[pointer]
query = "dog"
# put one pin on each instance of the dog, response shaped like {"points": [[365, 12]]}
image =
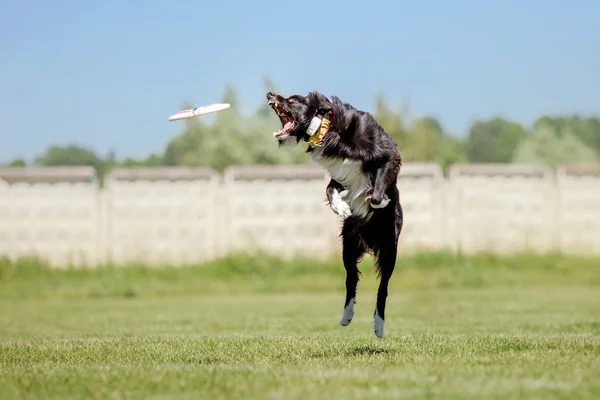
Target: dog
{"points": [[363, 162]]}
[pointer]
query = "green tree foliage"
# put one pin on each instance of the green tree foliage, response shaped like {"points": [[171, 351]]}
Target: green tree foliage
{"points": [[551, 145], [493, 141]]}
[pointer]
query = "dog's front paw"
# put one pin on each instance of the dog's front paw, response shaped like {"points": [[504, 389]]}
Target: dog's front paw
{"points": [[377, 202], [339, 206]]}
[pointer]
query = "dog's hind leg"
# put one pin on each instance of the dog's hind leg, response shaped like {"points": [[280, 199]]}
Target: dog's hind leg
{"points": [[385, 262], [352, 251]]}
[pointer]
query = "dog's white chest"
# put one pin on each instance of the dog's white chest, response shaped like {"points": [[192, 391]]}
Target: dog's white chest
{"points": [[350, 175]]}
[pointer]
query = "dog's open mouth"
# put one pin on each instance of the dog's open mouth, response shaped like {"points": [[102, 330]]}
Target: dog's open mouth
{"points": [[288, 123]]}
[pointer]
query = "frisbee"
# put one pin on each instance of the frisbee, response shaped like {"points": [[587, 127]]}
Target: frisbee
{"points": [[198, 111]]}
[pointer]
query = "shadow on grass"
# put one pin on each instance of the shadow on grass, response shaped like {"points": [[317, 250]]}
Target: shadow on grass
{"points": [[366, 350]]}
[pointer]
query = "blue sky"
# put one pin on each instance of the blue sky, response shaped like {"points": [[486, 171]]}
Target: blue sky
{"points": [[108, 74]]}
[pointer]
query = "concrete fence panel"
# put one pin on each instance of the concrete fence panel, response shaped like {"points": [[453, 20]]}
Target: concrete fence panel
{"points": [[51, 213], [159, 216], [502, 208], [281, 210], [579, 208]]}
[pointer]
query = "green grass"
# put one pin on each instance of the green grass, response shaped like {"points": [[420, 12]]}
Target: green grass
{"points": [[457, 327]]}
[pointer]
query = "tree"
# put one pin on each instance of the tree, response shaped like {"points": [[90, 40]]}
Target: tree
{"points": [[493, 141], [546, 146], [586, 129]]}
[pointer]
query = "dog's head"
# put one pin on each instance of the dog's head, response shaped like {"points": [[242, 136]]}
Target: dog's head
{"points": [[296, 112]]}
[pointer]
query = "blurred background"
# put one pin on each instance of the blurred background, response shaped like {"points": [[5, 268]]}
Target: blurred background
{"points": [[494, 108]]}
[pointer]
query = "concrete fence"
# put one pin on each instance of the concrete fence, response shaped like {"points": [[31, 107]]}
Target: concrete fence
{"points": [[174, 216]]}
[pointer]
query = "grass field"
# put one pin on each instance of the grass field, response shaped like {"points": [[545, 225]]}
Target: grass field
{"points": [[259, 328]]}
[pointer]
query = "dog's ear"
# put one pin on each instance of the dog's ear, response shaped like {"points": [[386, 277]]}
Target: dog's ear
{"points": [[319, 102]]}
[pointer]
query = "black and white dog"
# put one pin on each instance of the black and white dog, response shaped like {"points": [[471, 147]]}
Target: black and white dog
{"points": [[363, 162]]}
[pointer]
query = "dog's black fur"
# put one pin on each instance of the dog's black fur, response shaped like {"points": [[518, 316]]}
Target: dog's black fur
{"points": [[353, 135]]}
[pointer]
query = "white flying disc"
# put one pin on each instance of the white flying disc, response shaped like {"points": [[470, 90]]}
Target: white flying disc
{"points": [[198, 111]]}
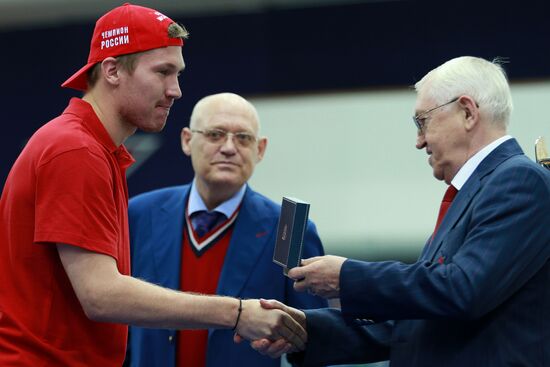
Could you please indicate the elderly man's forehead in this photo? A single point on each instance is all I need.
(227, 104)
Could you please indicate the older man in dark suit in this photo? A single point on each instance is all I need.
(479, 294)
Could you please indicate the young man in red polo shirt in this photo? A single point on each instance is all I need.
(65, 289)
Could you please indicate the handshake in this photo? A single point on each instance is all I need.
(274, 328)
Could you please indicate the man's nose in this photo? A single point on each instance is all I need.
(420, 140)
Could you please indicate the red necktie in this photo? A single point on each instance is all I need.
(445, 204)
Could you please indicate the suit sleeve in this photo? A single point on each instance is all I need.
(333, 339)
(311, 247)
(494, 249)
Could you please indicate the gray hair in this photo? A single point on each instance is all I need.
(483, 80)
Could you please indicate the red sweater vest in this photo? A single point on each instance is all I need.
(201, 264)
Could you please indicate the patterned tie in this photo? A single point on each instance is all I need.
(445, 204)
(205, 221)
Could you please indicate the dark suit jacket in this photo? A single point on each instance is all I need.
(479, 296)
(156, 228)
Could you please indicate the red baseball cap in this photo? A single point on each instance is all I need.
(124, 30)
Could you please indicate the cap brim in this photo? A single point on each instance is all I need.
(79, 80)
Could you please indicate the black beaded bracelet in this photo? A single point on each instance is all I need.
(239, 314)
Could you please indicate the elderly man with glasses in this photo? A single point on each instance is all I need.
(214, 236)
(479, 293)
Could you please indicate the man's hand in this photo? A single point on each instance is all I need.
(272, 323)
(319, 275)
(276, 348)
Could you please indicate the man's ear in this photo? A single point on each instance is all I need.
(110, 71)
(471, 111)
(262, 146)
(185, 137)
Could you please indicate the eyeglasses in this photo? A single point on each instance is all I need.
(219, 136)
(420, 120)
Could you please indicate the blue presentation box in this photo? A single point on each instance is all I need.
(290, 233)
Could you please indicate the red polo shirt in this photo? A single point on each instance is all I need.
(67, 186)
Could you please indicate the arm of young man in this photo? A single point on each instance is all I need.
(108, 296)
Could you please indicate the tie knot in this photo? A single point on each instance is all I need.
(450, 194)
(204, 221)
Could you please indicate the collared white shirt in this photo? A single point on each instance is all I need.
(471, 164)
(228, 207)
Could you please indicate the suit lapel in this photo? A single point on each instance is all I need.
(168, 222)
(468, 192)
(250, 236)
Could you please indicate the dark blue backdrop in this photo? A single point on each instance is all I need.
(380, 44)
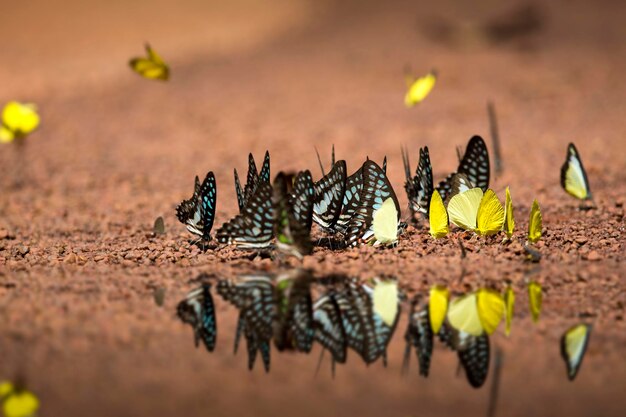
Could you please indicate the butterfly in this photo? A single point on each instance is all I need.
(254, 296)
(198, 310)
(329, 192)
(473, 210)
(573, 175)
(17, 401)
(573, 347)
(152, 67)
(509, 302)
(293, 207)
(328, 326)
(419, 334)
(295, 328)
(252, 180)
(376, 190)
(474, 165)
(438, 217)
(419, 189)
(419, 88)
(18, 121)
(198, 213)
(253, 228)
(535, 223)
(535, 299)
(509, 220)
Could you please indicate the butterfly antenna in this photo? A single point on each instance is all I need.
(319, 159)
(495, 136)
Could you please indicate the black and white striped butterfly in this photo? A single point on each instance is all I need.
(198, 310)
(255, 298)
(253, 228)
(198, 213)
(294, 329)
(293, 207)
(328, 197)
(376, 190)
(252, 181)
(419, 188)
(419, 335)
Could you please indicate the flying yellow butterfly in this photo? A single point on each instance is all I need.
(385, 223)
(509, 221)
(386, 300)
(419, 89)
(16, 401)
(535, 223)
(509, 301)
(535, 299)
(152, 67)
(471, 210)
(573, 175)
(438, 216)
(573, 347)
(18, 120)
(438, 306)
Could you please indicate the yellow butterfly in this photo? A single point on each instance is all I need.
(471, 210)
(386, 300)
(385, 223)
(509, 221)
(573, 175)
(509, 301)
(17, 402)
(573, 347)
(419, 89)
(535, 223)
(438, 216)
(18, 120)
(535, 299)
(438, 306)
(477, 312)
(152, 67)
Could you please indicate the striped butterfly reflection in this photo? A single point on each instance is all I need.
(253, 179)
(198, 213)
(198, 310)
(255, 298)
(293, 207)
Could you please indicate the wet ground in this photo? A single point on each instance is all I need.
(79, 265)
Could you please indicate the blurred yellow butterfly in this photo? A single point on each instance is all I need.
(573, 347)
(438, 216)
(534, 224)
(509, 221)
(438, 306)
(18, 120)
(16, 401)
(385, 223)
(386, 300)
(535, 299)
(573, 175)
(509, 301)
(419, 89)
(152, 67)
(471, 210)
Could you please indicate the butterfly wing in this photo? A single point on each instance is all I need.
(254, 228)
(490, 216)
(463, 208)
(573, 175)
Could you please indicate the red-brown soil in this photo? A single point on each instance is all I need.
(79, 267)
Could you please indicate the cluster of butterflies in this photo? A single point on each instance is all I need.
(349, 314)
(359, 208)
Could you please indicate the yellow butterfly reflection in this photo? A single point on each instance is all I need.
(18, 121)
(151, 67)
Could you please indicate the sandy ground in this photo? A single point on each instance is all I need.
(79, 266)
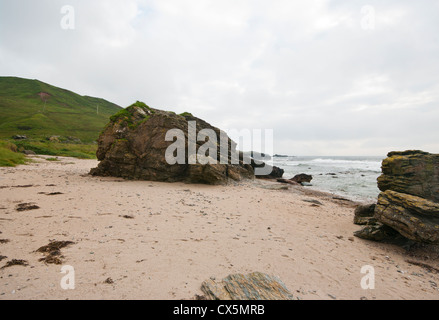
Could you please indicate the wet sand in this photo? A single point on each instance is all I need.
(152, 240)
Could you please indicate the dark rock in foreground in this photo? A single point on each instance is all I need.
(254, 286)
(364, 214)
(413, 217)
(303, 177)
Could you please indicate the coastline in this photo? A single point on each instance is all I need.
(155, 240)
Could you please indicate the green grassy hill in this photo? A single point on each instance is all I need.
(39, 110)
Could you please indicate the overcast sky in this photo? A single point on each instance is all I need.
(329, 77)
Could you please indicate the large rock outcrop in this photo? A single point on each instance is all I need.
(412, 172)
(408, 202)
(133, 146)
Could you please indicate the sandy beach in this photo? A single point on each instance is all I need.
(152, 240)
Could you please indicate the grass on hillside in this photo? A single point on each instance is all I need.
(81, 151)
(37, 109)
(9, 155)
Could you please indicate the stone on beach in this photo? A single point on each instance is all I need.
(303, 177)
(253, 286)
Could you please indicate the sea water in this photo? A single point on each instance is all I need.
(350, 177)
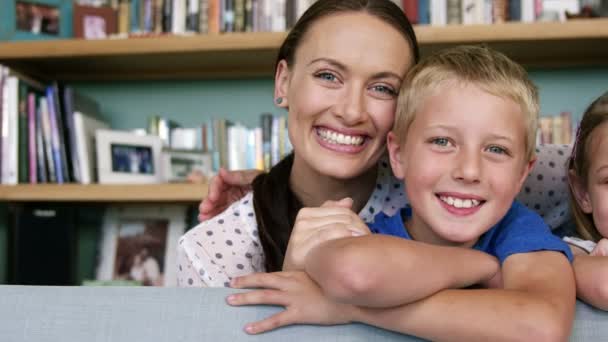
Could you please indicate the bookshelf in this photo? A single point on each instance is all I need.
(152, 193)
(242, 55)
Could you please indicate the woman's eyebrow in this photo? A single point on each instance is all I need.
(342, 67)
(330, 61)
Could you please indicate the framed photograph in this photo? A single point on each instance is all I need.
(139, 244)
(36, 19)
(178, 164)
(94, 22)
(128, 158)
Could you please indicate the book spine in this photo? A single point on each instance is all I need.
(203, 20)
(32, 152)
(40, 149)
(22, 147)
(192, 16)
(54, 135)
(10, 149)
(46, 133)
(68, 105)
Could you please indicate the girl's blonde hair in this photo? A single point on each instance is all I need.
(579, 162)
(488, 69)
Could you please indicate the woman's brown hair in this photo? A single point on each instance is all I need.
(579, 162)
(276, 206)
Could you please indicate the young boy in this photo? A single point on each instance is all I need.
(463, 142)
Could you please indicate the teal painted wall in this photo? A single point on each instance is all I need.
(127, 105)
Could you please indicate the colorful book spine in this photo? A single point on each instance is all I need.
(55, 142)
(31, 133)
(23, 148)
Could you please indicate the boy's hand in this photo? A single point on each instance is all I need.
(302, 298)
(313, 226)
(224, 189)
(601, 249)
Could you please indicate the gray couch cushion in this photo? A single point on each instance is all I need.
(171, 314)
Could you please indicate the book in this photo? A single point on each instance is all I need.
(46, 136)
(85, 126)
(23, 146)
(32, 138)
(74, 101)
(10, 130)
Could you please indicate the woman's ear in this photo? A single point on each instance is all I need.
(394, 152)
(581, 195)
(281, 85)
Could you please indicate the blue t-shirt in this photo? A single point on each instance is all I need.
(519, 231)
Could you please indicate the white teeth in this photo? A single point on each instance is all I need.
(339, 138)
(460, 203)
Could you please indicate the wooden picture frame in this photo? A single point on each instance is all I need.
(139, 244)
(128, 158)
(36, 19)
(94, 22)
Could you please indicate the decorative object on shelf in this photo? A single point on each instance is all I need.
(139, 243)
(94, 22)
(179, 164)
(36, 19)
(124, 157)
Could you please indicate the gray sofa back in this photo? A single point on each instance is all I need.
(48, 313)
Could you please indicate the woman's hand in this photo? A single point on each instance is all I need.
(601, 249)
(302, 298)
(313, 226)
(224, 189)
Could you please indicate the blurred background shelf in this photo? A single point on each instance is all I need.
(245, 55)
(152, 193)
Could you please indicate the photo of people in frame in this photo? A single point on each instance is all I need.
(132, 159)
(37, 18)
(140, 251)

_DIRECTIONS FOR THIS TASK:_ Format the listing as a Markdown table with the columns No. and Text. Start with the line containing "Could you please indicate the blurred background" and go through the final line of the listing, numbering each line and leaving out any blank ones.

_SOLUTION TO THE EXERCISE:_
| No. | Text |
|---|---|
| 1 | Could you please indicate the blurred background shelf in this photo? A single point on each instance is all I need. |
| 2 | (245, 55) |
| 3 | (152, 193) |
| 4 | Could you please indicate the photo of people in frame in this photo? A single point on each instance is all I need. |
| 5 | (132, 159) |
| 6 | (37, 18) |
| 7 | (140, 251) |